> [Task]: List every equation number cited in the double rarefaction wave section.

> [Page extract]:
# # # # # # #

6.2. Continuum Kinetic to 5N-Moment

6.2.1. Double Rarefaction Waves

Exploration of the direct variable translation method for coupling described in section 4.2 between a neutral fluid with no heat flux or viscosity in 1D and the kinetic model in 1D1V is performed. A Riemann problem producing double rarefaction waves is initialized where

$\begin{array}{cc}\begin{array}{l}\left(\rho ,v_x,p\right)=\{\begin{array}{l}\left(1.0,-0.2,0.4\right)\text{for }x<0.5\hfill \\ \left(1.0,+0.2,0.4\right)\text{for }x\ge 0.5\hfill \end{array}\hfill \end{array}& (129)\end{array}$

on a domain for x ∈ [0, 1] up to t = 0.15 with the ratio of specific heats, γ = 3. A problem is run in which the domain is split with the 5N-moment model on the left and the kinetic model on the right, with v ∈ [−10, 10]. No limiter is used in this coupling problem, but may be necessary for larger jumps and the resulting stronger waves. On the kinetic side, these fluid variables are converted to a Maxwellian distribution. Dirichlet conditions are imposed on fluid variables while copy-out is imposed on the distribution function in phase space, acceptable up to this time since waves do not reach the boundary. Two cases are run, one where the model interface is at the jump (x = 0.5) and another where the interface is at x = 2/3, allowing for the waves to propagate in the fluid region for some time before coming into contact with the kinetic region. In each case, a mesh of 128 × 320 elements (64 physical elements on either side in both cases) are used with first order polynomials on the physical and phase space with second order Runge-Kutta timestepping using Equations (71) – (72). Also n₀ = 1, ω_pτ = 1, and δ_p/L = 1. Rusanov numerical fluxes are used for the fluid side of the domain.

# # # # # # #

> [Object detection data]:
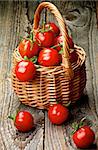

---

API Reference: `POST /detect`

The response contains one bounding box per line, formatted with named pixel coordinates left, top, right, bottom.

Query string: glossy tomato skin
left=35, top=30, right=54, bottom=47
left=14, top=111, right=34, bottom=132
left=45, top=22, right=60, bottom=37
left=38, top=48, right=61, bottom=67
left=72, top=126, right=95, bottom=148
left=18, top=39, right=40, bottom=58
left=54, top=35, right=63, bottom=51
left=48, top=104, right=69, bottom=125
left=69, top=50, right=78, bottom=63
left=15, top=60, right=36, bottom=82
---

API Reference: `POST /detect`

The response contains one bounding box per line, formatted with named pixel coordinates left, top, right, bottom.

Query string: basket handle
left=33, top=2, right=73, bottom=79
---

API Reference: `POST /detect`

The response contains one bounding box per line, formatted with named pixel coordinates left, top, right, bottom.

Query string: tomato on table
left=15, top=60, right=36, bottom=81
left=45, top=22, right=60, bottom=37
left=72, top=126, right=95, bottom=148
left=14, top=111, right=34, bottom=132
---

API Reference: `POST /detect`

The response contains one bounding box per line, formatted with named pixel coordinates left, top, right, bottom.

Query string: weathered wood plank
left=0, top=1, right=98, bottom=150
left=0, top=1, right=44, bottom=150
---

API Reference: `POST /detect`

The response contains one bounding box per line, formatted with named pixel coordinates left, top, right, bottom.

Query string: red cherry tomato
left=48, top=104, right=69, bottom=125
left=68, top=36, right=74, bottom=49
left=69, top=50, right=78, bottom=63
left=35, top=30, right=54, bottom=47
left=54, top=35, right=74, bottom=51
left=14, top=111, right=34, bottom=132
left=72, top=126, right=95, bottom=148
left=54, top=35, right=63, bottom=51
left=45, top=22, right=60, bottom=36
left=15, top=60, right=36, bottom=81
left=38, top=48, right=61, bottom=67
left=18, top=39, right=40, bottom=58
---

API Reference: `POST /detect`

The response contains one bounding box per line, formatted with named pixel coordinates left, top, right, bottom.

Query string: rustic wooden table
left=0, top=0, right=98, bottom=150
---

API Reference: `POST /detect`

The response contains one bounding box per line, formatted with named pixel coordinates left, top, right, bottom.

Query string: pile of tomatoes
left=15, top=22, right=77, bottom=81
left=9, top=104, right=95, bottom=148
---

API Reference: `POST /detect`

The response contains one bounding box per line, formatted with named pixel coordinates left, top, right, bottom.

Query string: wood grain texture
left=0, top=1, right=98, bottom=150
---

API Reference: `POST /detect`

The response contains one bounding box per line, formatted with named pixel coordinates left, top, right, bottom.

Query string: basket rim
left=13, top=45, right=86, bottom=73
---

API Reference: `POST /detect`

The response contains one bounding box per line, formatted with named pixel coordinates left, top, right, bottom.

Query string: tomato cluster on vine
left=15, top=22, right=77, bottom=82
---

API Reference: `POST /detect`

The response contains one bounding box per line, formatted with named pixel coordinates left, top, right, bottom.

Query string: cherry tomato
left=45, top=22, right=60, bottom=36
left=48, top=104, right=69, bottom=125
left=14, top=111, right=34, bottom=132
left=54, top=35, right=74, bottom=51
left=35, top=30, right=54, bottom=47
left=54, top=35, right=63, bottom=51
left=15, top=60, right=36, bottom=81
left=38, top=48, right=61, bottom=67
left=72, top=126, right=95, bottom=148
left=18, top=39, right=40, bottom=58
left=69, top=50, right=78, bottom=63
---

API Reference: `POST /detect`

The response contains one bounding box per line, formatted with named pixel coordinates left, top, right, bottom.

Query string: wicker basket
left=12, top=2, right=86, bottom=109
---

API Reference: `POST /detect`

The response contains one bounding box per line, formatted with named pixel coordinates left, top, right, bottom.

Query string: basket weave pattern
left=12, top=2, right=86, bottom=109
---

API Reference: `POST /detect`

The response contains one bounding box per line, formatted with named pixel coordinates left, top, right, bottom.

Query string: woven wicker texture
left=12, top=2, right=86, bottom=109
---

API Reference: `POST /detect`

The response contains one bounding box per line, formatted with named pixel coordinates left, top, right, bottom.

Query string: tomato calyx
left=71, top=117, right=91, bottom=135
left=8, top=114, right=16, bottom=121
left=24, top=56, right=38, bottom=64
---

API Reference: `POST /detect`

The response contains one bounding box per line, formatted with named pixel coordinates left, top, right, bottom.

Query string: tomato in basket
left=45, top=22, right=60, bottom=37
left=18, top=39, right=40, bottom=58
left=8, top=110, right=34, bottom=132
left=35, top=29, right=54, bottom=47
left=54, top=35, right=74, bottom=51
left=48, top=104, right=69, bottom=125
left=38, top=48, right=61, bottom=67
left=15, top=60, right=36, bottom=81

# # # # # # #

> [Exercise response]: (129), (71), (72)